Update the items below by replacing every "drop a pin on" with "place a marker on" and leaving everything else unchanged. Leave the pictures out of your answer.

┄┄┄┄┄┄┄┄┄┄┄┄┄┄┄┄┄┄┄┄

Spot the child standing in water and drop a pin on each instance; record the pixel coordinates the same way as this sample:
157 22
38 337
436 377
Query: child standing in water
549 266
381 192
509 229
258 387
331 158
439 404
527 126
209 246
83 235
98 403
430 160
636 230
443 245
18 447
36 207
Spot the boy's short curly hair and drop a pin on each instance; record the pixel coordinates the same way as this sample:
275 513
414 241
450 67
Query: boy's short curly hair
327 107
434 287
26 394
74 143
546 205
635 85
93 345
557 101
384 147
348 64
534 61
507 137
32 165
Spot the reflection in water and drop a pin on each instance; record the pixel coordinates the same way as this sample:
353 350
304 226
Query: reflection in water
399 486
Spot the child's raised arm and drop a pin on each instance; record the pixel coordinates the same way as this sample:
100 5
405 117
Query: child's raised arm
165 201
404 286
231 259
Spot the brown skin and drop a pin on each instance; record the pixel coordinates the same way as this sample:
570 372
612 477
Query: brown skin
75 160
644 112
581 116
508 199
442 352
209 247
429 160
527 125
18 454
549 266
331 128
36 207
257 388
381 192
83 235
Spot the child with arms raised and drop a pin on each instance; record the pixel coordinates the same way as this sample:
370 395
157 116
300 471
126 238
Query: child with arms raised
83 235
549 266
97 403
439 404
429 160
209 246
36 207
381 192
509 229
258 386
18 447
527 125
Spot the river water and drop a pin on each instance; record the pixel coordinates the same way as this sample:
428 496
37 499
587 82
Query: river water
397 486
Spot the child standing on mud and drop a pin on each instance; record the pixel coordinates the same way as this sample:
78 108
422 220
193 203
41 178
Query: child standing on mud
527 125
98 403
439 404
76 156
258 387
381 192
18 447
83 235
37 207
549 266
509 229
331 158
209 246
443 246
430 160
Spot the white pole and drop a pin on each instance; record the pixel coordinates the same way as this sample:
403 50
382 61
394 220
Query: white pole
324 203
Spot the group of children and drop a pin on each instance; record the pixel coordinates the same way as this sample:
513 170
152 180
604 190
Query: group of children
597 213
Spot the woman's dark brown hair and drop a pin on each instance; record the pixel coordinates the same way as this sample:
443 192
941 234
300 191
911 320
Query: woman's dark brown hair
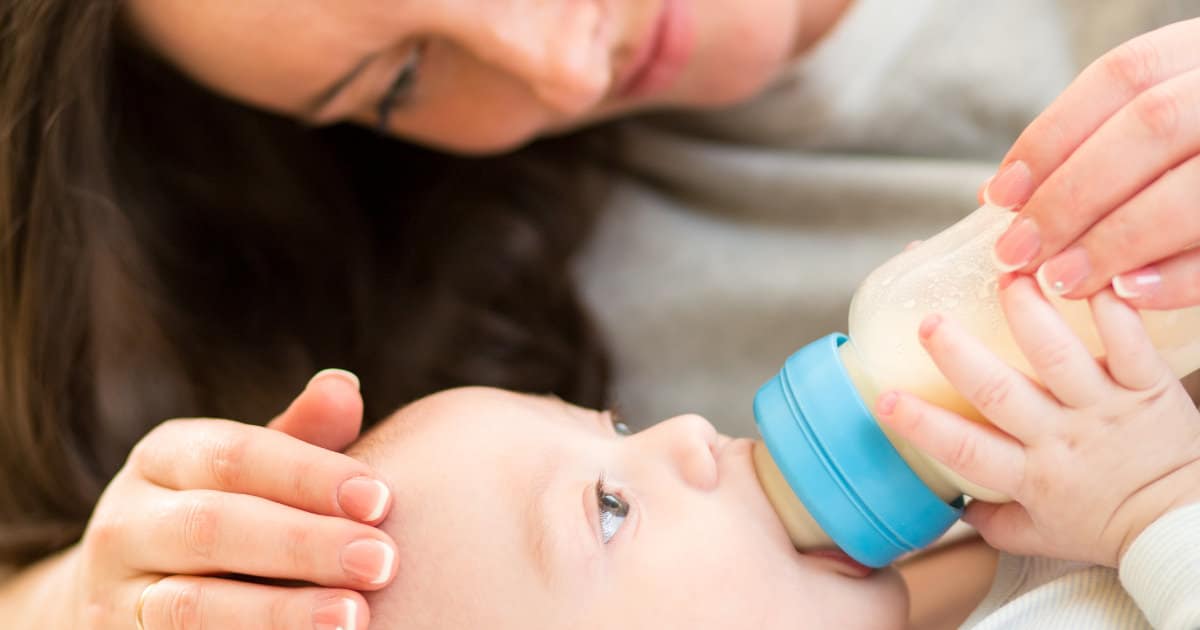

┄┄┄┄┄┄┄┄┄┄┄┄┄┄┄┄┄┄┄┄

> [Answer to this task]:
Spot the child standing in water and place a marker on each instance; record the pixel coordinates the same way as this sample:
157 22
38 337
436 377
Query: child standing in water
549 266
381 192
509 229
258 387
331 158
439 404
527 126
209 246
83 235
98 403
430 160
636 230
443 245
18 447
36 207
Spot the boy's short curly hair and place a marker on each instance; record the pixel coordinates the same way as this sample:
275 513
414 241
450 67
Query: boy's short curly hair
327 107
434 287
26 394
74 143
546 205
635 85
93 345
557 101
384 147
348 64
534 61
507 137
32 165
Spot the reflection in water and place a marker on each instance; record the pixel coordinates the same way as this sample:
353 350
304 226
Query: reflection in water
399 486
Spot the child's raised arm and place a marker on each instance; record the pixel coordinates the same way as this sample:
100 5
405 117
Query: child's raised arm
165 201
404 286
231 259
Spot the brown skin and place a marker on each instance; record the pixel coordinates the same way as this sample:
570 372
612 477
Query: brown skin
75 160
644 112
581 116
508 199
442 352
209 247
429 160
527 125
18 454
549 266
331 128
36 207
257 388
381 192
83 235
Spot the child with arms raised and place a marker on each instance; record the pixel coordinates the same way as this sample:
370 395
157 116
300 471
126 238
Query: child with arms raised
83 235
549 266
97 403
439 404
429 160
209 246
36 207
381 192
509 229
258 386
18 447
527 125
Spot the river water and place a marker on each instance; record the pixel coordinates the same way as this sample:
428 496
37 499
587 82
Query: river water
397 486
Spot the child standing on mud and place a marker on each instance; record the pixel coordinates the same way as this sample:
78 108
422 220
193 203
41 178
Query: child standing on mud
527 125
98 403
439 404
76 156
258 387
381 192
18 447
83 235
37 207
549 266
509 229
331 158
209 246
443 246
430 160
Spot the white pole and place a marker on each instance; record the pixel coordinates the same way as this sample:
403 50
382 61
394 220
Query: white pole
324 203
Spot the group of children and place a marker on each instance; record the pixel coordinates the same way as this sample:
513 170
152 180
604 190
Query: group of children
597 213
Spot the woman's dark brown hair and place a marker on each instance; record the pixel coordinates the same way as this sample:
443 192
941 234
300 191
911 320
Query: woman's dark brown hair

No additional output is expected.